* [Task goal]:
Starting with the line that holds "such as [578,47]." and stopping after the line that holds "such as [48,9].", repeat the lines below word for word, without the pictures.

── Data ──

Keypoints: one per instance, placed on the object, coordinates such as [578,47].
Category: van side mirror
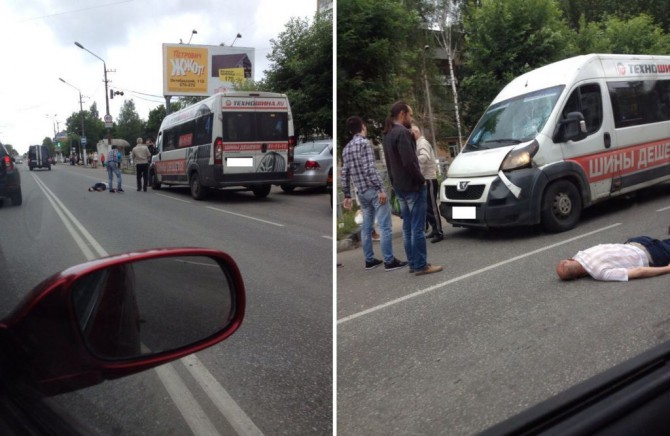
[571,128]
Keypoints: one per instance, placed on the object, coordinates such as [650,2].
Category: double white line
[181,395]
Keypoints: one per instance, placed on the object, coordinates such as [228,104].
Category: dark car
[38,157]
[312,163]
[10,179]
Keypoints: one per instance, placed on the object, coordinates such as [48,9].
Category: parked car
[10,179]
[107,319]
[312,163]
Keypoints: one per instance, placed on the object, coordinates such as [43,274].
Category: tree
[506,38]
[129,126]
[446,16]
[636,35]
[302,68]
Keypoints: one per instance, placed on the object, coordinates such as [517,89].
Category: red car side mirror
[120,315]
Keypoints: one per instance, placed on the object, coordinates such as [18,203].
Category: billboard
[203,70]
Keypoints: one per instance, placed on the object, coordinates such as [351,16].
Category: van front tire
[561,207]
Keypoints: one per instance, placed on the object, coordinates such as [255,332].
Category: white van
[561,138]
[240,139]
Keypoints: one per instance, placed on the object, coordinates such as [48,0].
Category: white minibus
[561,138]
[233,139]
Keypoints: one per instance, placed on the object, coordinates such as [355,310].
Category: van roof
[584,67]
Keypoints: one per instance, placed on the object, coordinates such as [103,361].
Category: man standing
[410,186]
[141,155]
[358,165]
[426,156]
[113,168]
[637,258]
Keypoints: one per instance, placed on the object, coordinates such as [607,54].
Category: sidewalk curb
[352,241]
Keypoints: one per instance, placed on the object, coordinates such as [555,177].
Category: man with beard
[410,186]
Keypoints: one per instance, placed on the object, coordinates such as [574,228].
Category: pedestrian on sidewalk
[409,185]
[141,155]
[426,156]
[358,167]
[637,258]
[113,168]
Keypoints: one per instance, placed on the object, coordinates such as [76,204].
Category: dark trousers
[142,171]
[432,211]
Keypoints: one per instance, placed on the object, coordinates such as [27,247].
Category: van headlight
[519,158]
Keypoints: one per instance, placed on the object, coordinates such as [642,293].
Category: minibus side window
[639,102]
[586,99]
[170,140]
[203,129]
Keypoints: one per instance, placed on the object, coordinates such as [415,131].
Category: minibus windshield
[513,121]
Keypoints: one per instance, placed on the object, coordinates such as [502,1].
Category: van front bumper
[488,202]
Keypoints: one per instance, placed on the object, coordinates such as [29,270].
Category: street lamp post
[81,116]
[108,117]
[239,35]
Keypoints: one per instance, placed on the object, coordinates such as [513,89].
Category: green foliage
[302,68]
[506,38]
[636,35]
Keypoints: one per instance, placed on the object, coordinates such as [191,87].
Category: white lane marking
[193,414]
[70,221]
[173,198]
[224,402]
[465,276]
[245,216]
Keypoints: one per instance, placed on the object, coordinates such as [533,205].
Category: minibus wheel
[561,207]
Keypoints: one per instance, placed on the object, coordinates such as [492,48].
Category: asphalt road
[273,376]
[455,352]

───
── Data ──

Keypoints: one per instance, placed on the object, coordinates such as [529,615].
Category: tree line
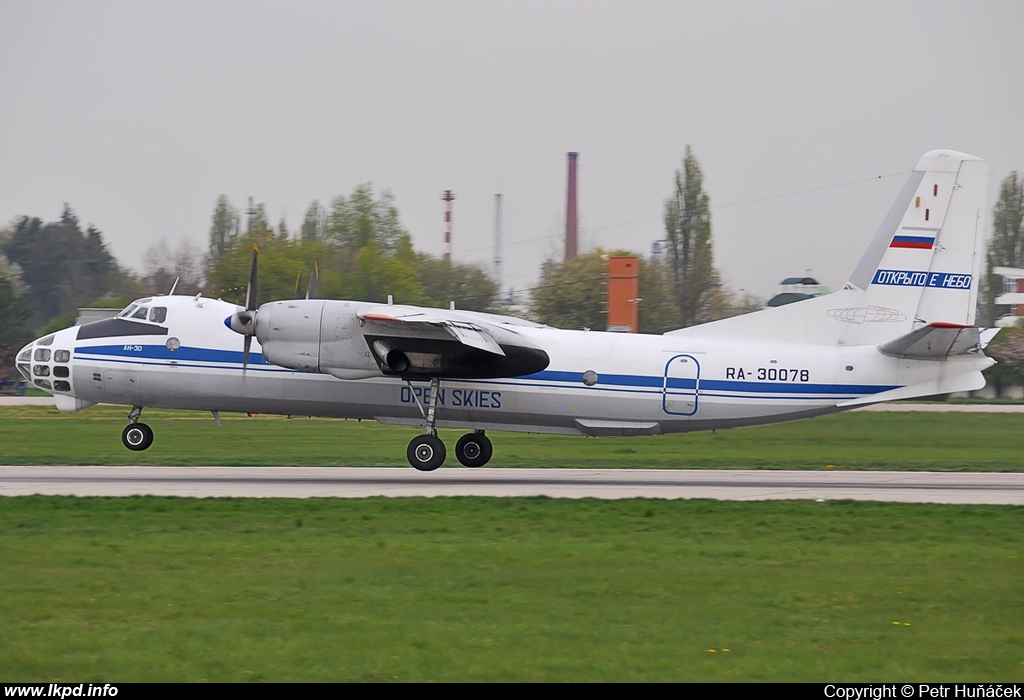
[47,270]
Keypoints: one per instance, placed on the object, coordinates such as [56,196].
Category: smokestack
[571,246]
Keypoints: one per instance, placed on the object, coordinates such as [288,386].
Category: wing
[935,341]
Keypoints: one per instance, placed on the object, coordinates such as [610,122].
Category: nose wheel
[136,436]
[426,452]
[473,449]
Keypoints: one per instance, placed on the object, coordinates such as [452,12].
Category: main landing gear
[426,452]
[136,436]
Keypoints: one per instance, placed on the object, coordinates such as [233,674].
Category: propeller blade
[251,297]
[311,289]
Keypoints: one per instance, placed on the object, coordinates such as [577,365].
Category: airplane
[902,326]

───

* [Your solution]:
Keypoints: one per instance, placed on the object, coordinates such as [578,47].
Category: van side mirror
[571,128]
Keypoints: one per instance, placed on the object, coordinates such as [650,2].
Category: double white line
[181,395]
Keypoints: one per instance, placed on the object, coordinates such as [228,104].
Category: dark car
[38,157]
[312,163]
[10,179]
Keypoints: one per instance, placed on the object, coordinates such as [48,9].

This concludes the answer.